* [Article]:
Despite these dark and confronting storylines, the series is interspersed with intentional moments of humour. According to screenwriter McGovern, these are essential to keeping the viewer engaged in content that could so easily become alienating. The comedic side of the show stems from Aboriginal culture, where people are intent of finding 'humour in adversity'.

Aboriginal representation in film and television 

Redfern Now has been 'ground breaking', because of how it confronts the historical way that Aboriginality has been defined on television.

Australia's distinct colonial history means that representations of Aboriginal people on television screens have traditionally been distorted and tokenistic, and contributed to perpetuating racist cultural stereotypes. This results from non-Aboriginal people historically being positioned behind the camera as storywriters, producers and directors, who objectify Aboriginal actors in front of the camera. There has been a clear distinction between the authors and subjects of creative works.

The concept of Aboriginality itself is a dynamic 'social thing', that is shaped through intercultural experiences and dialogue between non-indigenous and Indigenous Australians. As Aboriginal scholar Marcia Langton suggests, the predominant interactions that non-aboriginal audiences have with Aboriginal people is through what they observe on television. So, it is essential that these representations are authentic and do not convey colonial tropes.

The 1991 National Inquiry into Racist Violence, conducted by the Human Rights and Equal Opportunity Commission, expressed concerns about the lack of diversity on Australian Screens and encouraged increased recruitment of Indigenous people in the media industry. Since then, representation has improved so that while Aboriginal people make up 3% of the Australian population, they make up 5% of people in Australian television dramas. Departments such as the government funded Screen Australia, and the ABC's Indigenous Department, have been dedicated to leading the way in improving diverse representation.

* [Short task 1]: Copy the stretch of entries from the start of the entries through the line containing "M 35 130 L 30", requests included, and shift every coordinate in the answer outlines by adding 10 to it.

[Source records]
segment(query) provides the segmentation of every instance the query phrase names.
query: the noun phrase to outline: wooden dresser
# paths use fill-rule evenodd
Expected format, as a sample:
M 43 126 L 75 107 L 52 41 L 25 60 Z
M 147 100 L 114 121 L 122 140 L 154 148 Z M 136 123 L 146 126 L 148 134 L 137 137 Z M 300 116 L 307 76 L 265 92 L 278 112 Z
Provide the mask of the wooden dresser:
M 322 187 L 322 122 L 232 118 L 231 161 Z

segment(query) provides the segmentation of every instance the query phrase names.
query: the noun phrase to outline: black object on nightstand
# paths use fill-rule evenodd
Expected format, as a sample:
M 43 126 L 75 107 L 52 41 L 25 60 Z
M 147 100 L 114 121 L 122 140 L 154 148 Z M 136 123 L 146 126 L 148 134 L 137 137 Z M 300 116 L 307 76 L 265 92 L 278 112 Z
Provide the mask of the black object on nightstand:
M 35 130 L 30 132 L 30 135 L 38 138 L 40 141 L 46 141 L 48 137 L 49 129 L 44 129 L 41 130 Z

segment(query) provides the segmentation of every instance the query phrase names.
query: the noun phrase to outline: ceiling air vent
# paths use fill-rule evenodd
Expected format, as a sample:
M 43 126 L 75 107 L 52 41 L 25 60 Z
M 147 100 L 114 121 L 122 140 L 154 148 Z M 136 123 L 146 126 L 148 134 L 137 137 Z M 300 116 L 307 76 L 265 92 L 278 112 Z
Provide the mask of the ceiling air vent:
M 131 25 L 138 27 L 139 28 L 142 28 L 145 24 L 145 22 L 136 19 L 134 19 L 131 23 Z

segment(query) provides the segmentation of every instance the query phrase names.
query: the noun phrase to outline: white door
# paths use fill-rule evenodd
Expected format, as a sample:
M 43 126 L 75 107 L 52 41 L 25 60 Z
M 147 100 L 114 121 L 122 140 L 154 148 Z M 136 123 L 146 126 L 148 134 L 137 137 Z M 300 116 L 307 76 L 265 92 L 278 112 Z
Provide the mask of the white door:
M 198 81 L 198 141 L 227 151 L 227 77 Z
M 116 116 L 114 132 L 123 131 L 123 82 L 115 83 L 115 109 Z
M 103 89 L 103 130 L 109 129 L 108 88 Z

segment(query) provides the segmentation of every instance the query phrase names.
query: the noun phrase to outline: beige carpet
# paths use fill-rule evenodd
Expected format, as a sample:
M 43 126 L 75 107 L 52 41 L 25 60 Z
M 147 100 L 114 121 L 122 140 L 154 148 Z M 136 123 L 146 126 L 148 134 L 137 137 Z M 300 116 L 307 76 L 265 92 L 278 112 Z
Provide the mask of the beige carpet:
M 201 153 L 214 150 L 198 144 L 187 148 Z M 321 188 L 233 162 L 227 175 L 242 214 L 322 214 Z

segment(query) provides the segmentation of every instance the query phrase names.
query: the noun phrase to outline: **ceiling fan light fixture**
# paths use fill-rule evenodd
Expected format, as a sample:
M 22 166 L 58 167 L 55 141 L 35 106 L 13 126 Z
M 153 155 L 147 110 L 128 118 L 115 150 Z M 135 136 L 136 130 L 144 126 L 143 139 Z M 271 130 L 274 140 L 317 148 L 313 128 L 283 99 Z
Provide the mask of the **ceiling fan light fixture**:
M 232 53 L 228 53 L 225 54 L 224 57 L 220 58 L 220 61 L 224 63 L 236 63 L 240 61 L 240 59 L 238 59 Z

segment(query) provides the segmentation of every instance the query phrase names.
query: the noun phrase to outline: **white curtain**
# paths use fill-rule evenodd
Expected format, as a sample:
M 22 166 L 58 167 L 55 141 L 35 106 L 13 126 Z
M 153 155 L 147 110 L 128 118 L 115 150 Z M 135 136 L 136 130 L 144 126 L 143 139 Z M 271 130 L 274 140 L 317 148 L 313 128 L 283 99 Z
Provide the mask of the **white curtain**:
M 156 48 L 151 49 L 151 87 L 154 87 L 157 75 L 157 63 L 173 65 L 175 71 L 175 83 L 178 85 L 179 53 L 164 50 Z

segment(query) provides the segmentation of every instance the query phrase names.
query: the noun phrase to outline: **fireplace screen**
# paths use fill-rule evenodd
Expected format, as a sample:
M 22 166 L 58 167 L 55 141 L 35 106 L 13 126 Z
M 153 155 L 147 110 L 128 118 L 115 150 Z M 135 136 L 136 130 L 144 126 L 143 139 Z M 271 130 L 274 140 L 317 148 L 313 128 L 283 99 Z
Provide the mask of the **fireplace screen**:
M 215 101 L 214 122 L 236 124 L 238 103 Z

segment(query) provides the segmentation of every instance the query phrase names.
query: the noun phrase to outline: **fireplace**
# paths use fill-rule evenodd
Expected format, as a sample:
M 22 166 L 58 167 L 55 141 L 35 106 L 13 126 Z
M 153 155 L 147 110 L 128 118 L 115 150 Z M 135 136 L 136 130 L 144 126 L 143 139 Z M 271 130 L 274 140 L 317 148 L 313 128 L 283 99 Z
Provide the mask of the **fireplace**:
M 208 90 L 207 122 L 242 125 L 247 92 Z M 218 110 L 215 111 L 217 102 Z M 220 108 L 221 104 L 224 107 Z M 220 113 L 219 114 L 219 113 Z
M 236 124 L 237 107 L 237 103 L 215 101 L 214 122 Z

* [Short task 2]: Summarize the article on Aboriginal representation in film and television in two sentences.

* [Exercise solution 1]:
segment(query) provides the segmentation of every instance the query phrase names.
query: the noun phrase to outline: wooden dresser
# paths use fill-rule evenodd
Expected format, as a sample:
M 43 126 L 75 107 L 52 41 L 25 60 Z
M 147 100 L 114 121 L 122 140 L 154 148 Z M 136 123 L 146 126 L 148 134 L 137 137 Z M 300 116 L 307 76 L 265 92 L 278 112 Z
Provide the mask of the wooden dresser:
M 332 197 L 332 132 L 242 128 L 241 171 Z

segment(query) provides the segmentation of every instance the query phrase names.
query: the noun phrase to outline: black object on nightstand
# paths use fill-rule evenodd
Expected format, as a sample:
M 43 126 L 75 107 L 52 41 L 25 60 Z
M 147 100 L 114 121 L 122 140 L 154 148 Z M 136 123 L 146 126 L 148 134 L 137 137 Z M 300 116 L 307 76 L 265 92 L 278 112 Z
Provide the mask of the black object on nightstand:
M 45 140 L 40 142 L 40 145 L 48 148 L 50 151 L 56 151 L 58 147 L 59 139 L 54 139 L 51 140 Z

* [Exercise solution 2]: Redfern Now has been called ground breaking because it confronts the way Aboriginality has historically been defined on television, where portrayals of Aboriginal people were distorted and tokenistic because non-Aboriginal people controlled the storywriting, producing and directing. Since the 1991 National Inquiry into Racist Violence encouraged more recruitment of Indigenous people in the media industry, representation has improved: Aboriginal people make up 3% of the Australian population and 5% of people in Australian television dramas.